私はエンジニアのハシクレとして、製品開発のプロマネを生業としてきており、
今は顧客装置に実装された製品のエンジニアリング業務をしています。

プロマネの時は要求仕様を書いたり、
スケジュールを引いて運用したり、DRを主催したり…
製品や設計を理解しながら、開発の進捗管理をしていました。

今は顧客装置に実装された自社ユニットの調整、
新規開拓案件の技術的なフォロー、
また新製品開発時に市場要求を開発にフィードバックしたりしています。


そんな私の普段の仕事の中で、
モチベーションが上がる仕事、モチベーションが上がらない仕事を書いていきたいと思います。

これまで何回か転職してきており、自分の得手不得手は理解しているつもりですが、
改めて自分が活躍できそうな業務フィールドを
モチベーションという側面で理解しようと思います。


◎モチベーションが上がる仕事


私のモチベーションが上がる仕事は、
ものづくりにおける“わかりやすい”ドキュメントの作成です。

わかりやすい要求仕様書
わかりやすいスケジュール
わかりやすい評価報告書
わかりやすい技術教育資料
わかりやすい損益計算書

などです。

提示資料:
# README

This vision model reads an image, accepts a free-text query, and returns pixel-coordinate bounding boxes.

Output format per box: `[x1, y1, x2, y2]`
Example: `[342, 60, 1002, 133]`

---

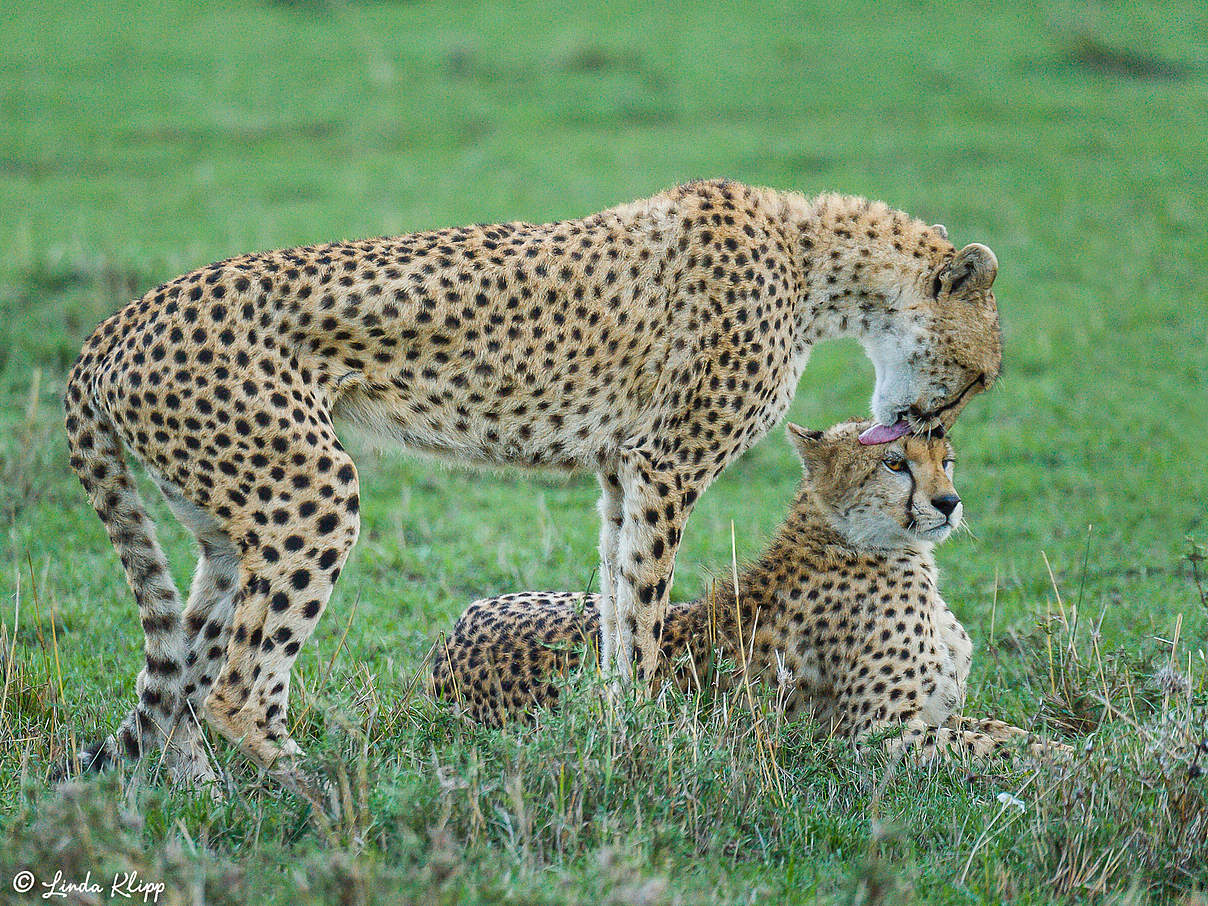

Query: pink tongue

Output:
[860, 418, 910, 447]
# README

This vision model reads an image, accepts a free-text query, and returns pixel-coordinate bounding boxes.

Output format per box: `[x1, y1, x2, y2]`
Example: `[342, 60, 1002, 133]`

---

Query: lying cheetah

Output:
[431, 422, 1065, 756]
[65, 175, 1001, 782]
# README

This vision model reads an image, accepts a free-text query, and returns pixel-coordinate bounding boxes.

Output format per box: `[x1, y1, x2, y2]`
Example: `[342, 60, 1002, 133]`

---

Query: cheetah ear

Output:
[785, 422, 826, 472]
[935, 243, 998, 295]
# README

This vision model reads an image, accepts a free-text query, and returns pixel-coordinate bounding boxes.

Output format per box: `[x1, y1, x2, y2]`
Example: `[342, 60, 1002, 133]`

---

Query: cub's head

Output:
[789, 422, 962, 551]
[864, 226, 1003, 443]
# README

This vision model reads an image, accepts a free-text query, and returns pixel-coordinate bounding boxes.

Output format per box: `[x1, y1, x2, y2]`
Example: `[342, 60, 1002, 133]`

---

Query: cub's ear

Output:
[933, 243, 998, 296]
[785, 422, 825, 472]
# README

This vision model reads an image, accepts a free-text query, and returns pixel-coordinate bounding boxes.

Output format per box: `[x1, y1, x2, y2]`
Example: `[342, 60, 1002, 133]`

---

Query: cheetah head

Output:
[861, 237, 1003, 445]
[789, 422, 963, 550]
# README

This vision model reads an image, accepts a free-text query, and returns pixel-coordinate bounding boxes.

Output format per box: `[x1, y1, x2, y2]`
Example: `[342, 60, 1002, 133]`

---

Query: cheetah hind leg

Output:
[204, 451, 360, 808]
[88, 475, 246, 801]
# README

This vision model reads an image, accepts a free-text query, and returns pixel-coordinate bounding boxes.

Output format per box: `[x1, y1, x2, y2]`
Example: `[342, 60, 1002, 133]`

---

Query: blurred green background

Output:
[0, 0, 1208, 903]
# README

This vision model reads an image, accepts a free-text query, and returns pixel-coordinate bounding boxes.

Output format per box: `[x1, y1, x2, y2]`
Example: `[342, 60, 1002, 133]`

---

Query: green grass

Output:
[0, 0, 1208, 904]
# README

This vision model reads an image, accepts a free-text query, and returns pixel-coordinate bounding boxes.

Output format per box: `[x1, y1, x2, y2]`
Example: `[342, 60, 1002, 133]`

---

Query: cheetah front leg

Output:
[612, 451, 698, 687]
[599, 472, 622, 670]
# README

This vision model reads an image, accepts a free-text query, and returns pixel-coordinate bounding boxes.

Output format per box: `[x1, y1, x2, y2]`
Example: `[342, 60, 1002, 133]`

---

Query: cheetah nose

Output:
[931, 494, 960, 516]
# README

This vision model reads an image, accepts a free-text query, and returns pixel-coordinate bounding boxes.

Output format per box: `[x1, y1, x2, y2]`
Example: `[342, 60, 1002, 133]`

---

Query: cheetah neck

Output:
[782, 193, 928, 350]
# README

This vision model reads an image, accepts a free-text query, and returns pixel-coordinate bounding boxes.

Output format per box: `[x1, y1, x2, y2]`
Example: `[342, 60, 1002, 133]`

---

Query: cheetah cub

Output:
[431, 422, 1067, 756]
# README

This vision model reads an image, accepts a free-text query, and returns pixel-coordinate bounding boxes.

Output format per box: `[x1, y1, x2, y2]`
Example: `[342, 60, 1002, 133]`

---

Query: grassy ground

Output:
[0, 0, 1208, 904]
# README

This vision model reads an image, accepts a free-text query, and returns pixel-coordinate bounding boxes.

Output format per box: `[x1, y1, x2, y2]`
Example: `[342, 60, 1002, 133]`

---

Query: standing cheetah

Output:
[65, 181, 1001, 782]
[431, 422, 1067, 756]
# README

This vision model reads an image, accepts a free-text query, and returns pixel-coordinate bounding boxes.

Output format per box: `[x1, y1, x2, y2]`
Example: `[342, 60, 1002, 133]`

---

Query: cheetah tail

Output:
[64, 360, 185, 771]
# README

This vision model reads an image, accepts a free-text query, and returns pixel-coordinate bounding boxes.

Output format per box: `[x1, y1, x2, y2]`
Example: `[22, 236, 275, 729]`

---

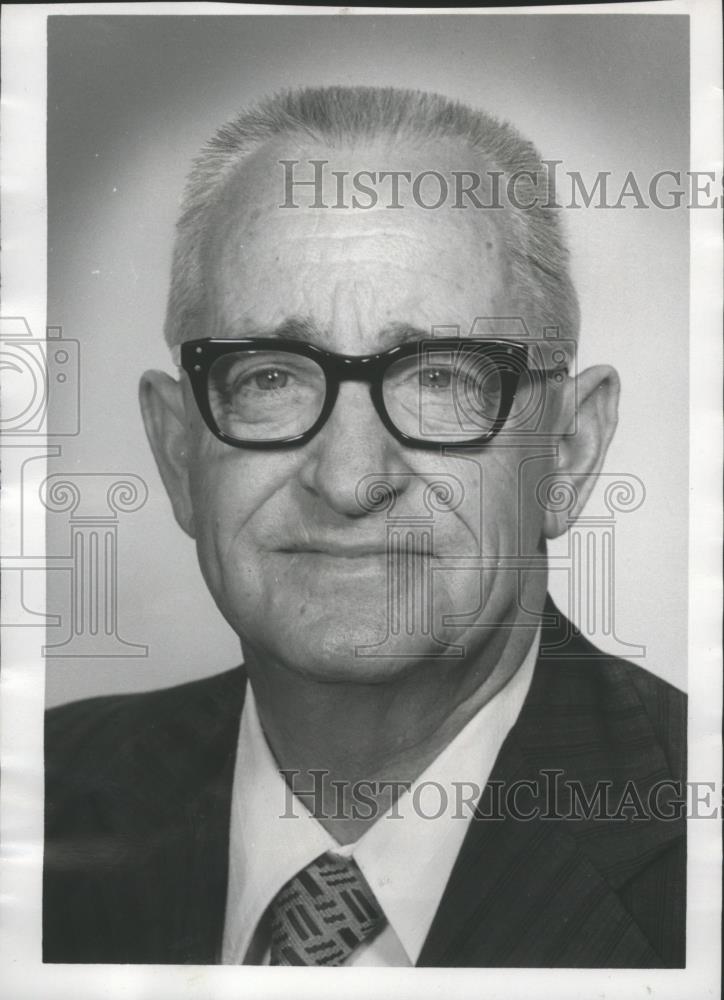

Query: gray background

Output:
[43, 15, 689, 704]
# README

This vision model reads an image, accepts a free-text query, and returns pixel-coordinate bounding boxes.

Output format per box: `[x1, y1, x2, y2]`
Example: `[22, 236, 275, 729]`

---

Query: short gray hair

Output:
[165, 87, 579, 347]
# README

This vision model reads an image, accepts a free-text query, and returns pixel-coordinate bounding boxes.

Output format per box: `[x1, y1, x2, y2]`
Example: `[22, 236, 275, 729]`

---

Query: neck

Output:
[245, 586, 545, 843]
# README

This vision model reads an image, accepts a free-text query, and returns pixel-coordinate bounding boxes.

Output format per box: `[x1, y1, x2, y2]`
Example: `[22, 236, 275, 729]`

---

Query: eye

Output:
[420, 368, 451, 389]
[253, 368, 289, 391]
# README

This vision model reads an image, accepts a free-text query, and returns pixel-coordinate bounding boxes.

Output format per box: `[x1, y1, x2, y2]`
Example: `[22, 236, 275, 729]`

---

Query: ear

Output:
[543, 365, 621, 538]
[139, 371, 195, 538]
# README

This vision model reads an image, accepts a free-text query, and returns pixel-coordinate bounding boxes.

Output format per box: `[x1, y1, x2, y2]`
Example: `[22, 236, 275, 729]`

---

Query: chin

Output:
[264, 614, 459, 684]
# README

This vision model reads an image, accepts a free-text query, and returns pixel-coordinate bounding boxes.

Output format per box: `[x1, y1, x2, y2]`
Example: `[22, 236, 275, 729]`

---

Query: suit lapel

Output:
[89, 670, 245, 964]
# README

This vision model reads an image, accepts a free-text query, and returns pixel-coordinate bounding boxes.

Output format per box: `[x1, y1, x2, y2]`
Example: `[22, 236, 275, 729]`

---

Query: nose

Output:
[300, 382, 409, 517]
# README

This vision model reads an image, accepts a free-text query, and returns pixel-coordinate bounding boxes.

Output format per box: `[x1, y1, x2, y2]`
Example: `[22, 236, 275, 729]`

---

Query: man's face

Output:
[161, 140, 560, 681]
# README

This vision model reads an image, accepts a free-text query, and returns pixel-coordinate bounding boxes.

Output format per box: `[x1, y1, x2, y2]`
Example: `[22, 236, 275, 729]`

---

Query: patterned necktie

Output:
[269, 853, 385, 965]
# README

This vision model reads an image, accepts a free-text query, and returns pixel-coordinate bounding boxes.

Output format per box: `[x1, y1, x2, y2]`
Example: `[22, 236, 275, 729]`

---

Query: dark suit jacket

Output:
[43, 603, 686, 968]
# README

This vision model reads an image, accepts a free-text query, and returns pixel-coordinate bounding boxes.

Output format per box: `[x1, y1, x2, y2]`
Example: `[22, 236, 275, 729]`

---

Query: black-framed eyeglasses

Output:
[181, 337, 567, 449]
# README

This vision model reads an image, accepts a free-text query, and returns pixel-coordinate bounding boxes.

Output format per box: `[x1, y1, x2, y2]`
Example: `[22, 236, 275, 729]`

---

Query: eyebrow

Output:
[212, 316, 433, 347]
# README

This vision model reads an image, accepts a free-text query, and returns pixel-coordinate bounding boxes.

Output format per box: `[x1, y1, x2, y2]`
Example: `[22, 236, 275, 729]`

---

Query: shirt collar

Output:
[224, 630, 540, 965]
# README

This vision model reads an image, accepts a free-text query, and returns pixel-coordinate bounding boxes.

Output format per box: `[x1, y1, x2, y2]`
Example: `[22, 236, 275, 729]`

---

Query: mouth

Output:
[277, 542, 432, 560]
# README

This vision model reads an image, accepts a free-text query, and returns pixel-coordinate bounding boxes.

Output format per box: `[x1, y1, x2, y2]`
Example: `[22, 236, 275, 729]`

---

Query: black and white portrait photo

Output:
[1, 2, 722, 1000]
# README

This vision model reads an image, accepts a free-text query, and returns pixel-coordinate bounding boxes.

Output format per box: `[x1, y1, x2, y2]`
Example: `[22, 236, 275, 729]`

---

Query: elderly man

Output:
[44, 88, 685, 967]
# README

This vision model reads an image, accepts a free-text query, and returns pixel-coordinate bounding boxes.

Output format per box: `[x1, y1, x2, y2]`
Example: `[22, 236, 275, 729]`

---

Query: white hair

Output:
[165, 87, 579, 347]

課題内容: 提示文の「私はエンジニアのハシクレとして、製品開発のプロマネを生業としてきており、」から始まり「を書いていきたいと思います。」で終わる部分を、「新規開拓案件」を「新規顧客の案件」に書き換えて示しなさい。

解答:
私はエンジニアのハシクレとして、製品開発のプロマネを生業としてきており、
今は顧客装置に実装された製品のエンジニアリング業務をしています。

プロマネの時は要求仕様を書いたり、
スケジュールを引いて運用したり、DRを主催したり…
製品や設計を理解しながら、開発の進捗管理をしていました。

今は顧客装置に実装された自社ユニットの調整、
新規顧客の案件の技術的なフォロー、
また新製品開発時に市場要求を開発にフィードバックしたりしています。


そんな私の普段の仕事の中で、
モチベーションが上がる仕事、モチベーションが上がらない仕事を書いていきたいと思います。